### Assigned task
Look through the data below, tally the lines where "waffle" occurs, and write the total alone.

### Excerpted records
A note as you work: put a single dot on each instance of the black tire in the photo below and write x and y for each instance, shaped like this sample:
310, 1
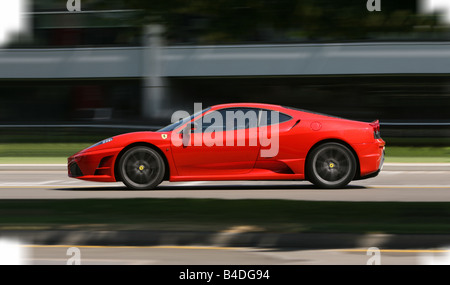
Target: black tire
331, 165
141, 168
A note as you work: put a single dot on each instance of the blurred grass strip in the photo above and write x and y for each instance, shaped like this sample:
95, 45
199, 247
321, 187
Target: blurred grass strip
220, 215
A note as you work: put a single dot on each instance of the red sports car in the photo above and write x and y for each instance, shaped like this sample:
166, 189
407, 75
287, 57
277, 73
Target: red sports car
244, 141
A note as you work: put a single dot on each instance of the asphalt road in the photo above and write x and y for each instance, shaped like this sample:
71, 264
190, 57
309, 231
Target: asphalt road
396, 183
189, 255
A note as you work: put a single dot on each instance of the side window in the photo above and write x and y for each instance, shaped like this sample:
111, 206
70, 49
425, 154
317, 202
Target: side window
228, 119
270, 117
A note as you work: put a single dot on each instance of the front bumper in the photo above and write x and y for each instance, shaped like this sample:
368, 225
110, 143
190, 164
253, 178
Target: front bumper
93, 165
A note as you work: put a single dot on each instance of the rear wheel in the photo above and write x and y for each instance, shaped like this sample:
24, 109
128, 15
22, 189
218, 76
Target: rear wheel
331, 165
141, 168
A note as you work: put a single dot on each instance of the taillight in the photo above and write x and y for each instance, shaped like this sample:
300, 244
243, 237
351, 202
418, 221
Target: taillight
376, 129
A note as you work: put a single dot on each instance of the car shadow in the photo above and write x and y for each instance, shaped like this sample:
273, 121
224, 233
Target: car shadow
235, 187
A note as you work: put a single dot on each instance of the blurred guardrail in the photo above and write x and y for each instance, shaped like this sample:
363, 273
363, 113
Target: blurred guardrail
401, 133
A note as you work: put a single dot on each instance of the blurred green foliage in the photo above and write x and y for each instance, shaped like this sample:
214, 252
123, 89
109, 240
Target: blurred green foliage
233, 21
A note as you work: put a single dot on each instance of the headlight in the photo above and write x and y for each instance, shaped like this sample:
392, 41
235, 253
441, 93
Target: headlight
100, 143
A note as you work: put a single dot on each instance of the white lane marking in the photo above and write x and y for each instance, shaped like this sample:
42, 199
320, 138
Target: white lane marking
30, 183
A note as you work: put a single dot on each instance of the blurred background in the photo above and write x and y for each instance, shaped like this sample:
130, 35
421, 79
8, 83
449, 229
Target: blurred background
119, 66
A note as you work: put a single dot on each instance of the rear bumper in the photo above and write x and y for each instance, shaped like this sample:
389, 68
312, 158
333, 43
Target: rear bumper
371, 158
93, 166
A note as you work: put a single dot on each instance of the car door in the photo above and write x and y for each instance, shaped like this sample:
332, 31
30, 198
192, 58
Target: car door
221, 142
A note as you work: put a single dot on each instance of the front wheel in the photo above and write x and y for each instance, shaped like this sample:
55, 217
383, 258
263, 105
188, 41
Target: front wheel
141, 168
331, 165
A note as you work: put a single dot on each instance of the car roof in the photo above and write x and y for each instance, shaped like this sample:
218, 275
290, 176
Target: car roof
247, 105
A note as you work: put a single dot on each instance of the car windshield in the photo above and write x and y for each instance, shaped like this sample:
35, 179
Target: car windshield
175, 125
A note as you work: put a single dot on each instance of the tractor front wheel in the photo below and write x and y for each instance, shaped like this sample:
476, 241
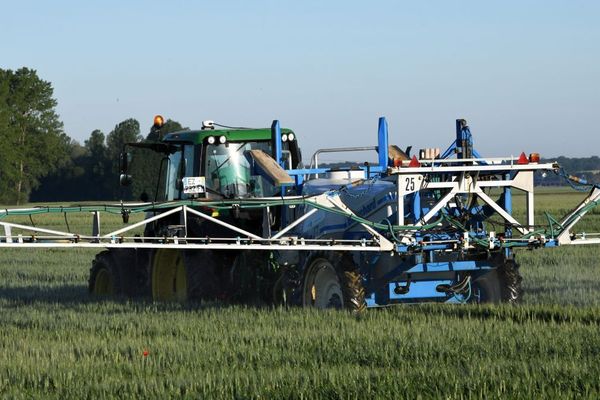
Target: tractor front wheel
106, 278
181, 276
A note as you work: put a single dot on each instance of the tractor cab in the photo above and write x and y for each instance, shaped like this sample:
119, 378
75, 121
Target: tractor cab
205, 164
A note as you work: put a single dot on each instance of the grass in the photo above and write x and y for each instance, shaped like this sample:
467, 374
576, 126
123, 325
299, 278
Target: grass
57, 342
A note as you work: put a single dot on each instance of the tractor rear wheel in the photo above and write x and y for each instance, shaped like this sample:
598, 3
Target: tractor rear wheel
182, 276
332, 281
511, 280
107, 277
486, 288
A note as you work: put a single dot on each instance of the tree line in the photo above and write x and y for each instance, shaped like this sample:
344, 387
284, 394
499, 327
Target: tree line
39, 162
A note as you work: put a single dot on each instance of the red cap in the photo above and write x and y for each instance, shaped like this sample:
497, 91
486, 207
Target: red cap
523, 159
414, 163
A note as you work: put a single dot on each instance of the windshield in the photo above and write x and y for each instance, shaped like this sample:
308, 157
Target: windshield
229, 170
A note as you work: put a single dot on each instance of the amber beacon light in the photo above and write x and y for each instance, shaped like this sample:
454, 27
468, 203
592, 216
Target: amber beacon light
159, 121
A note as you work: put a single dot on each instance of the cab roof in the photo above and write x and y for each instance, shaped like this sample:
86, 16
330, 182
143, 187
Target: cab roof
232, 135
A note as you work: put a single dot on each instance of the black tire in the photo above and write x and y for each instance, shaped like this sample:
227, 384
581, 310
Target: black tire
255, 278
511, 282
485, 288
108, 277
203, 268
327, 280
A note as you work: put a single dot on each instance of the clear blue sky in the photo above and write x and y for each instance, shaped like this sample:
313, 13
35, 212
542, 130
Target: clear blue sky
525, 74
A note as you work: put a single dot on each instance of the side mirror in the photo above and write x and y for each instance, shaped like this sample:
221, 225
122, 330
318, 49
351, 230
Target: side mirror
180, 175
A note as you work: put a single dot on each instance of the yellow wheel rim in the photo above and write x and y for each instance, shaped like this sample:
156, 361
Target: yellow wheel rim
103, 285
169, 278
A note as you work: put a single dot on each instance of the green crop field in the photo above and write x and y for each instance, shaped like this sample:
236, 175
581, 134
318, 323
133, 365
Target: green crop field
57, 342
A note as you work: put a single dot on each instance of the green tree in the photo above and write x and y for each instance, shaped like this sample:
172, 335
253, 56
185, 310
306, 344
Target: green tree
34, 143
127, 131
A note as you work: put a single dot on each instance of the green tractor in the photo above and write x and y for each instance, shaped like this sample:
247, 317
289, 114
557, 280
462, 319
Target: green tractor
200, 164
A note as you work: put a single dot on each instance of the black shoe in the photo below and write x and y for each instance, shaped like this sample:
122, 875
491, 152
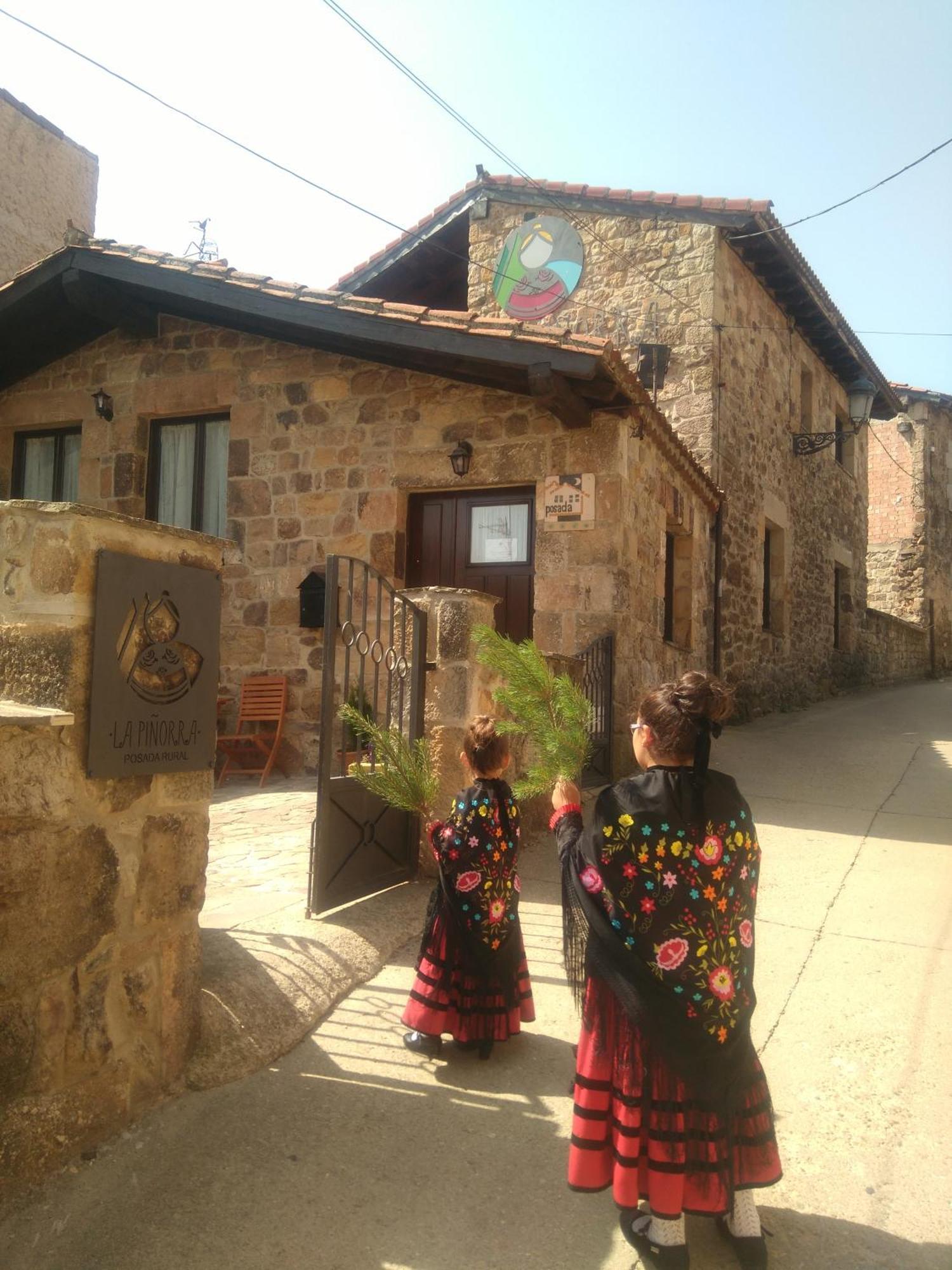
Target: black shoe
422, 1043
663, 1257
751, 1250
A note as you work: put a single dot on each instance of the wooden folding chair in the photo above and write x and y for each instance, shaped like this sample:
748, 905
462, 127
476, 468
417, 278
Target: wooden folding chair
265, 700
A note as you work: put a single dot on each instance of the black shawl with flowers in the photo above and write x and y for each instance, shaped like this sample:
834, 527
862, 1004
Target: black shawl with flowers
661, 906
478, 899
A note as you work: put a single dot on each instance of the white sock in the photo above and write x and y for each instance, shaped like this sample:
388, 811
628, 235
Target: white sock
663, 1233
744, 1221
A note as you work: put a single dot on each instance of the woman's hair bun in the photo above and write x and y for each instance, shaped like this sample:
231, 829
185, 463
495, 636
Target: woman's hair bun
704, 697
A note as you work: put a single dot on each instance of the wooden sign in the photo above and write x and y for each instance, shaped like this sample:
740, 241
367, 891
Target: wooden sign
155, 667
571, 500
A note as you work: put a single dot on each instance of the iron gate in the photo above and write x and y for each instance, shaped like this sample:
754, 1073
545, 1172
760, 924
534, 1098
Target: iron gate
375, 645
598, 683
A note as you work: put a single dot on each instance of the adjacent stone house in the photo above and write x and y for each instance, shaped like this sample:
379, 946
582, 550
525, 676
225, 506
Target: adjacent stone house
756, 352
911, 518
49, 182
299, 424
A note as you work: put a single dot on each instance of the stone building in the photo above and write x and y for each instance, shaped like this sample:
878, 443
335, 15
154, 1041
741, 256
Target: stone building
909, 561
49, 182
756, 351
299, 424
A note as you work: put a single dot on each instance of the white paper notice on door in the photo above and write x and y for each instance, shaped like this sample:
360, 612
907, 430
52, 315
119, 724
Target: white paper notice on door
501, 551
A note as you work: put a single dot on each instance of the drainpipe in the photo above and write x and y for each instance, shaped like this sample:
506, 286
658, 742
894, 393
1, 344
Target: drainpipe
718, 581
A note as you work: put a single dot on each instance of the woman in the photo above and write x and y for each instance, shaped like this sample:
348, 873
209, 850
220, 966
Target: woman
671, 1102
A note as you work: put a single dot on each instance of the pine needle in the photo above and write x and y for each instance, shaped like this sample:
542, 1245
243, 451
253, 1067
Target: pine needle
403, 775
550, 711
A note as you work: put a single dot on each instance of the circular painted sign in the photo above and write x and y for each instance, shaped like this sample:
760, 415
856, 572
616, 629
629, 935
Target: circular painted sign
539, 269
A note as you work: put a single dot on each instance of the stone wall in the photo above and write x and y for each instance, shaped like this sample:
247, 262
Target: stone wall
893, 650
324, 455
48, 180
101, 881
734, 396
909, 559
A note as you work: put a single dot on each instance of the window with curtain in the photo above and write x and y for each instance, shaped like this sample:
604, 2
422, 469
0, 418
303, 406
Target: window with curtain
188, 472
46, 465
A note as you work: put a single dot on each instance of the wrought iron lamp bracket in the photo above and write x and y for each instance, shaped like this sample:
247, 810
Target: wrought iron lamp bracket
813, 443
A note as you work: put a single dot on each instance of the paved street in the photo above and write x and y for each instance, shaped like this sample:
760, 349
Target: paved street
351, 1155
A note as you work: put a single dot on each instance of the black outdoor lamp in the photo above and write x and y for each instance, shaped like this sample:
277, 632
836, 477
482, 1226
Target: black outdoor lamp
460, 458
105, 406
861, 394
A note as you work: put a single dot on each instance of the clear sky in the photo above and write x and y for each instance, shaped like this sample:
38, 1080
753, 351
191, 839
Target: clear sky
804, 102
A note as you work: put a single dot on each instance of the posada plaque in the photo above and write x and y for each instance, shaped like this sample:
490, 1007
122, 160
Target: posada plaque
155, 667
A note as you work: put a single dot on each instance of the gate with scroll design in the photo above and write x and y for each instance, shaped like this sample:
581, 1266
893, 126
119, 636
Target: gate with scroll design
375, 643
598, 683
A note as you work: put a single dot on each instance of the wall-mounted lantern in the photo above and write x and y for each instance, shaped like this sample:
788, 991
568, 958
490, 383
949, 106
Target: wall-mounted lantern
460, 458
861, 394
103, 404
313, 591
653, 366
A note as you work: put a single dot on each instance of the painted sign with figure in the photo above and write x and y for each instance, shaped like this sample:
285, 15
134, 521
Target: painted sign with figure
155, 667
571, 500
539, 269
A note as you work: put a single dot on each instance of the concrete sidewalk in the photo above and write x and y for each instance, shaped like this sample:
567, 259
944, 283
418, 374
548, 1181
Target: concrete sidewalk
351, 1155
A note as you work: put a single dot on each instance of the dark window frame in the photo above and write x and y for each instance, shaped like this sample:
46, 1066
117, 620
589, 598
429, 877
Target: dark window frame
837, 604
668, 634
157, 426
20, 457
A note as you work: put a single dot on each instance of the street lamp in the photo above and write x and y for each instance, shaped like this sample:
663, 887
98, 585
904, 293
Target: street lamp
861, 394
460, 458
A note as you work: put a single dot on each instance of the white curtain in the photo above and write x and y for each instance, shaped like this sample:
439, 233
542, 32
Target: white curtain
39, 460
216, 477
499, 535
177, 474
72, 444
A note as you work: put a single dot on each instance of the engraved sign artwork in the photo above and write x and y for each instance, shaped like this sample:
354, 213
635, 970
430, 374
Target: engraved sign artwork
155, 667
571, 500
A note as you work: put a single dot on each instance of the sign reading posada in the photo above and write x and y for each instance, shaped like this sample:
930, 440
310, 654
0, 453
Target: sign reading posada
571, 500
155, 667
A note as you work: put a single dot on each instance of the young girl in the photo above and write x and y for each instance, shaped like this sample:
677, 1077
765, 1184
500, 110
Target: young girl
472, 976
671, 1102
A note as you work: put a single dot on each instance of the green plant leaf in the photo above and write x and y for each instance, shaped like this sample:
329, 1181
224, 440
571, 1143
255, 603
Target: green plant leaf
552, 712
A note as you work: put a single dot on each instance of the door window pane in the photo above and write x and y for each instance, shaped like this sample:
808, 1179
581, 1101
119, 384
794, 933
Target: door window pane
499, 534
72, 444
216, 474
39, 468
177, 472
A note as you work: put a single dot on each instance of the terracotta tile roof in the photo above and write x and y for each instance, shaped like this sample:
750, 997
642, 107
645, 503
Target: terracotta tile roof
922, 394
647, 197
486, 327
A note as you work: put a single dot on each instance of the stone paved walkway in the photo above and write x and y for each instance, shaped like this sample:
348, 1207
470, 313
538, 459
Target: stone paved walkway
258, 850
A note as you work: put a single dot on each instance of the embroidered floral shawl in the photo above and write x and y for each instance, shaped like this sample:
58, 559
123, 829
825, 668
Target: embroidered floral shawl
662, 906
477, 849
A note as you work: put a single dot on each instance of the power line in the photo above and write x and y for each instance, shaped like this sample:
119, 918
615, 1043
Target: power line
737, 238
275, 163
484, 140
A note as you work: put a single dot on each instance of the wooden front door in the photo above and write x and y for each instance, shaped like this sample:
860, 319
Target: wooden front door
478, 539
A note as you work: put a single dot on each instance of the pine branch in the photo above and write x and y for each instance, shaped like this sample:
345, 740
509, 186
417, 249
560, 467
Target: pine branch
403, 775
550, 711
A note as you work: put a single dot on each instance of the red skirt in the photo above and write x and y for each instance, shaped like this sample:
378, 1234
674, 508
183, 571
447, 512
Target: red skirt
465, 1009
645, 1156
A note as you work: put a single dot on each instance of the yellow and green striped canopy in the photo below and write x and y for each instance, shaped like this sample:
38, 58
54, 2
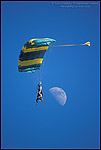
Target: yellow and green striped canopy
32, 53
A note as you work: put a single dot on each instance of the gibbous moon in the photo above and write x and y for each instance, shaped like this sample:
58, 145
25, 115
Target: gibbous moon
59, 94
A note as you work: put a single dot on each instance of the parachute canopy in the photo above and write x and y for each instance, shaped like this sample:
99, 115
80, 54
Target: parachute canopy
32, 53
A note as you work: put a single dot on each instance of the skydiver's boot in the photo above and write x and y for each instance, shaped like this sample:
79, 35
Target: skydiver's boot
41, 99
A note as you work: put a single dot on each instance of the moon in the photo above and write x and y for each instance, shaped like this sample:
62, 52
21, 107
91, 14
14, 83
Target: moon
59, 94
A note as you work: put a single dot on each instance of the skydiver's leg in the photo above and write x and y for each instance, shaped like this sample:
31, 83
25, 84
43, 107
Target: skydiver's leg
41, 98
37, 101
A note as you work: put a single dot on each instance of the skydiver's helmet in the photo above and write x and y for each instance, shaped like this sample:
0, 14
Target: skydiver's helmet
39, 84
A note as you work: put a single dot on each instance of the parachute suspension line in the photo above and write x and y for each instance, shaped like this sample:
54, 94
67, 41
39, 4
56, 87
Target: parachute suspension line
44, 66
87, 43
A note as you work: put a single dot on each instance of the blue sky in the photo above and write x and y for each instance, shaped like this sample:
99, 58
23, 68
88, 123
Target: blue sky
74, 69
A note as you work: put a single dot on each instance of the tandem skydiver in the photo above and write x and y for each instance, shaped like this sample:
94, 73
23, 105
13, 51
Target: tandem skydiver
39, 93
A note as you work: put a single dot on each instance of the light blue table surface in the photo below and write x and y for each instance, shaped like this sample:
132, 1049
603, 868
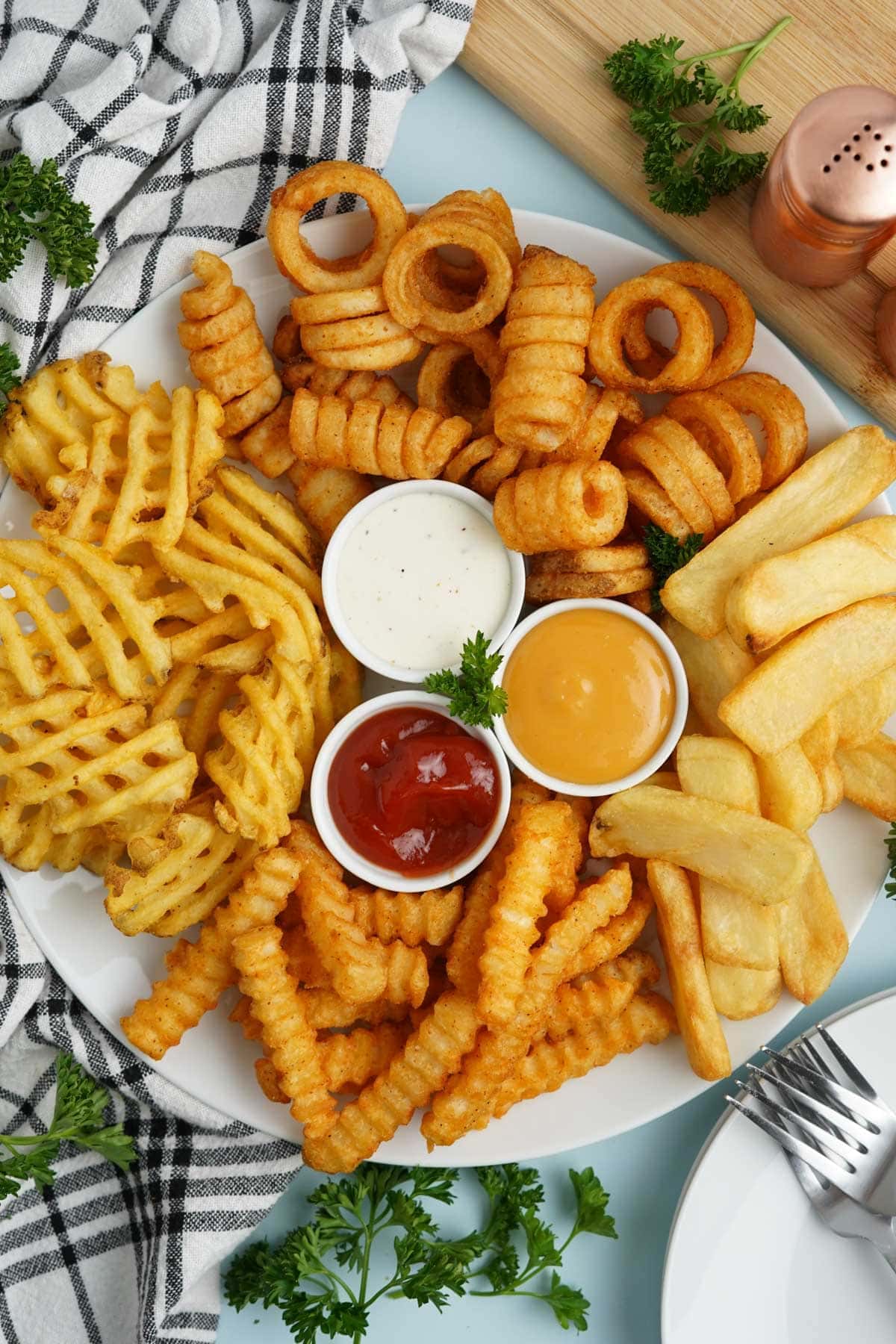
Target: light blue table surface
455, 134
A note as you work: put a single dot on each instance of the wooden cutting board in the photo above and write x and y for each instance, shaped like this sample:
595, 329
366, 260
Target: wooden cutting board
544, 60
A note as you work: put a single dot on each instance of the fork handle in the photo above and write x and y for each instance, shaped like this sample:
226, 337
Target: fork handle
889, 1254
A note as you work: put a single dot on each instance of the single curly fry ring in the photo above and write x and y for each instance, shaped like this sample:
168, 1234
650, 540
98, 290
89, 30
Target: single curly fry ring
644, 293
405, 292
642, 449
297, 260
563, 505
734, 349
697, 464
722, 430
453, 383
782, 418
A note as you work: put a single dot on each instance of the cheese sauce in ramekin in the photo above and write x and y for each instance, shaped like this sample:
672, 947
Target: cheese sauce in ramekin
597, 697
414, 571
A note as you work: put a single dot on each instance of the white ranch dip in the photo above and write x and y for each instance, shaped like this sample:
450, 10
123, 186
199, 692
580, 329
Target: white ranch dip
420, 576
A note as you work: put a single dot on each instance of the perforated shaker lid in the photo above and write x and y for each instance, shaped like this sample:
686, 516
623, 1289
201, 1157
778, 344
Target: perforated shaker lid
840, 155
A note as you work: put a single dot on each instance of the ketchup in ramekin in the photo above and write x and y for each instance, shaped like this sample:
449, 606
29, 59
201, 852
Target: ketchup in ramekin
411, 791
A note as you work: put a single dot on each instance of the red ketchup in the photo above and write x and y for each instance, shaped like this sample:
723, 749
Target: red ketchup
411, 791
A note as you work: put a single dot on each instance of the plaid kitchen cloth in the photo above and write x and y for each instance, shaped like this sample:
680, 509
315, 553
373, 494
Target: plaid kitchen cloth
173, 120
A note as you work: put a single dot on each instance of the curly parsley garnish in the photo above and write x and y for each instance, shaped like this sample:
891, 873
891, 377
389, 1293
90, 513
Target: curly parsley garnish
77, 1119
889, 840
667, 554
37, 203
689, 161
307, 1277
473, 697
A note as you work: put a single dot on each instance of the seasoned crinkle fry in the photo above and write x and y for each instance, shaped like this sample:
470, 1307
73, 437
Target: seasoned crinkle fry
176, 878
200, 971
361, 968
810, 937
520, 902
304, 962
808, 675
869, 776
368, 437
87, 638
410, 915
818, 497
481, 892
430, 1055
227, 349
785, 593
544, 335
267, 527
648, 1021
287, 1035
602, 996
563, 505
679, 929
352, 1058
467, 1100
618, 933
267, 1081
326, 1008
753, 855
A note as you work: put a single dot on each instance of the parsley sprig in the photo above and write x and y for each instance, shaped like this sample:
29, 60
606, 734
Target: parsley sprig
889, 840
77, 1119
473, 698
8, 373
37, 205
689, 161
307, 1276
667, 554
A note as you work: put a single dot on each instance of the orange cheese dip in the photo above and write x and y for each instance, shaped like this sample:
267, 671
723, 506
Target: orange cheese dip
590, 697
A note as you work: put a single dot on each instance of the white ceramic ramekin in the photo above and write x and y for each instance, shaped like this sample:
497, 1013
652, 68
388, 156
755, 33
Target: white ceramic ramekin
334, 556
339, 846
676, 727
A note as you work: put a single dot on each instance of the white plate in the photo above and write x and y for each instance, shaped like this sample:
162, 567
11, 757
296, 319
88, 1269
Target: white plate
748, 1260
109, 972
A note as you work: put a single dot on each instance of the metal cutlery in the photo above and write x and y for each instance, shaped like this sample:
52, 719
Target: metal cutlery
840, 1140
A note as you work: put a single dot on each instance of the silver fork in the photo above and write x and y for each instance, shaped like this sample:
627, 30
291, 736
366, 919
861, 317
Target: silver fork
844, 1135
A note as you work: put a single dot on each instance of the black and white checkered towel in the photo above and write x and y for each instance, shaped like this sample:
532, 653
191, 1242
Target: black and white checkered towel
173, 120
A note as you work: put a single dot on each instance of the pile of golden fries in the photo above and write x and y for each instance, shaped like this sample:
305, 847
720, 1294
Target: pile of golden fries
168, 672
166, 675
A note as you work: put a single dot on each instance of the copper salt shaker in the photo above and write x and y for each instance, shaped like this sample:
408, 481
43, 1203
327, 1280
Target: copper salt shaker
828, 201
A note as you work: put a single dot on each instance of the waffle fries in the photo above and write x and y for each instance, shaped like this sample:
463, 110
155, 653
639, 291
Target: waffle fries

### Solution
2